-------- EXTRACT PROVIDED
Last Friday, the second in my series of profiles-with-stylish-footballers came out. This time, it was me profiling Joachim Andersen — Crystal Palace’s big handsome beefcake of a centre-half.
We spoke almost nothing about football. He hates talking about football and, given my day job, talking about football until my jaw aches, I was happy to oblige.
Instead we talked about “lifestyle” — something he has a very nice one of. We spoke about getting dressed up for dinner, brands he liked, his ideal level of famousness, with him admitting that (on his way to living what might just be the perfect life) he has had some “helping hands” (the handsome middle class son from a handsome middle class suburb with a father who is a serial entrepreneur and, in Joachim’s words, “like me, but less handsome”) as well as the fact him and a bunch of the more discerning Palace players have a Whatsapp group about coffee called ‘Coffee Talk’.
Anyway, the piece came out pretty nicely I think and was warmly received by the club’s fans and interested-in-the-words-of-large-blonde-men neutrals. I was happy. He was happy. We’re all happy.
But what I was most interested in was creating a voice in the piece that felt distinct. Joachim’s own voice is as you’d expect — deep, resonant, dryly humorous in that Scandi way where sometimes you’re not sure if they’re mad at you — but it wasn’t the voice I wanted for the piece.
When approaching a piece like this — talking to a famous person about subjects which many would consider superficial at best — I like to work out their energy, and have that shine through the words. That doesn’t mean it is a perfect reflection of the person — I’m usually only with the subject for a couple hours and you can’t know anyone in that time, and can we ever really know anyone? — but a reflection of the energy I felt around them.
----------------
-------- INFORMATION GIVEN
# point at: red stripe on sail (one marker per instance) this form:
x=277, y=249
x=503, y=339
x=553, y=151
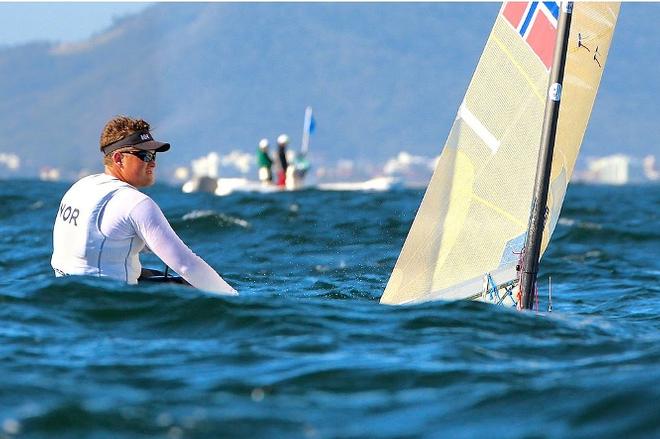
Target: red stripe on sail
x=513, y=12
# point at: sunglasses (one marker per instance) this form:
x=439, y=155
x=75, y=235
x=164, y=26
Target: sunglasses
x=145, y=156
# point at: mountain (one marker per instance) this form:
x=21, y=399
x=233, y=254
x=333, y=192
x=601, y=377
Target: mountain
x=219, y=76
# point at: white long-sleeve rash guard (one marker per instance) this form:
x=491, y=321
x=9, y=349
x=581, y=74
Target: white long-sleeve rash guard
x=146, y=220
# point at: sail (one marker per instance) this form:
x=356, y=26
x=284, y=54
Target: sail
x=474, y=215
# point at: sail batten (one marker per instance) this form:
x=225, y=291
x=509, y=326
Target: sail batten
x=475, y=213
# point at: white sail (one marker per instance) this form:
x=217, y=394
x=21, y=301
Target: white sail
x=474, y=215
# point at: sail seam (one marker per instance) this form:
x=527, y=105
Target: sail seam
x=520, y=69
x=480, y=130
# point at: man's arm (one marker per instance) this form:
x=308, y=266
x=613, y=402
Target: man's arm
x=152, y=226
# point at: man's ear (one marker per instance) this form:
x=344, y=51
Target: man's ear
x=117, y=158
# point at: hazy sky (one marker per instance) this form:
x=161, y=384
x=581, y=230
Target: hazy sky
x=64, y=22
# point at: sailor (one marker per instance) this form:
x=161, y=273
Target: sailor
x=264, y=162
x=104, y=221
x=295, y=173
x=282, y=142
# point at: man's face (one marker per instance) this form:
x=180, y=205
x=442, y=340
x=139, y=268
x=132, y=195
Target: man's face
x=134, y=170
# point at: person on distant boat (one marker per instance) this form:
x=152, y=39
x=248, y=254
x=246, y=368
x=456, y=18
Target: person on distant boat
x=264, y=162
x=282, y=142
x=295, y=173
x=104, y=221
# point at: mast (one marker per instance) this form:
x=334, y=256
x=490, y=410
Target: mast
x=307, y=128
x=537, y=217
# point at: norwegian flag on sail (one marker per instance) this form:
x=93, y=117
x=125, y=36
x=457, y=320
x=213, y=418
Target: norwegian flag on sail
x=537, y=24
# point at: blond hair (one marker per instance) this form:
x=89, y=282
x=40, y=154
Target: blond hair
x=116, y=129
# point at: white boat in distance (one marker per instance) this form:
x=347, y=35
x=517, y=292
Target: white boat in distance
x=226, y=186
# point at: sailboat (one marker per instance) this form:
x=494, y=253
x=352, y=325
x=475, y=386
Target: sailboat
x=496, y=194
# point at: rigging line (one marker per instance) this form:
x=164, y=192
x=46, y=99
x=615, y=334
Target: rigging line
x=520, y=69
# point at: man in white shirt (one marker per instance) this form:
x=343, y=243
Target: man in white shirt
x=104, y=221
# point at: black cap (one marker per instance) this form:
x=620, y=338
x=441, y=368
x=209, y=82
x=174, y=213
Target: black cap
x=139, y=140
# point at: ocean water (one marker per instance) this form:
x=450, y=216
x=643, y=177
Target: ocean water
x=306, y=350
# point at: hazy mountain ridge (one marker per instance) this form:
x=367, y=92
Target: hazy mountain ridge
----------------
→ CHALLENGE A
In the piece on profiling Joachim Andersen, which words describe Joachim's own voice? List them.
→ CHALLENGE B
Pick up the piece on profiling Joachim Andersen after its final sentence and keep writing it.
The rows are separate material with no connection to the piece on profiling Joachim Andersen.

→ FINAL RESULT A
deep, resonant, dryly humorous

→ FINAL RESULT B
Let me show you what I mean.
Joachim’s energy is level, calm, with a crinkly-eyed smile quality, but quiet. The voice I took for the piece upped the intensity, upping the energy, making it even a little silly in places. I wanted to reflect the lack of self-seriousness Joachim cultivated, even as his facade was icy cool. His interests were folly, not introspection, and so the voice followed suit: I followed that folly and had a lovely time with it, throwing colour at the walls, and getting liberal with my use of parentheses with excitement, adding breathless asides to reflect my interpretation of the world he was parcelling out to me. I was happy when I met Joa and he seemed happy, too, so the piece had to be jolly in turn. It was a voice that wasn’t his nor even mine, but what happened when I tried to blend the two with the energy that joined us in the room(s) we shared.
The previous piece in the series — with Spurs winger Brennan Johnson — was quite different in tone. The piece was more structured, more dramatic. I met Brennan in a malaise of my own: It was mid-February and dreary. I cycled to the shoot on the cold afternoon of a drizzly Valentine’s Day and Brennan, deep into a difficult first season with a new club, was warm, friendly, but ultimately a little pensive, maybe even maudlin. The piece reflected our combination of moods. How could it not? He struck me as a man who was often given to brooding after a match, when the high anxiety of a game stops suddenly and he is left with the wreckage to pick through on his own. This quality was felt in the room as we spoke after the shoot, his energy lowered, maybe a little tiredness creeping in. We looked back. We got nostalgic. The voice I chose in the piece had that in mind: He was looking for something, and so was the piece. ‘Perspective’ was what I called it. The voice — and the piece — was hopeful and understanding (I think, anyway) and I felt that was the energy we shared together.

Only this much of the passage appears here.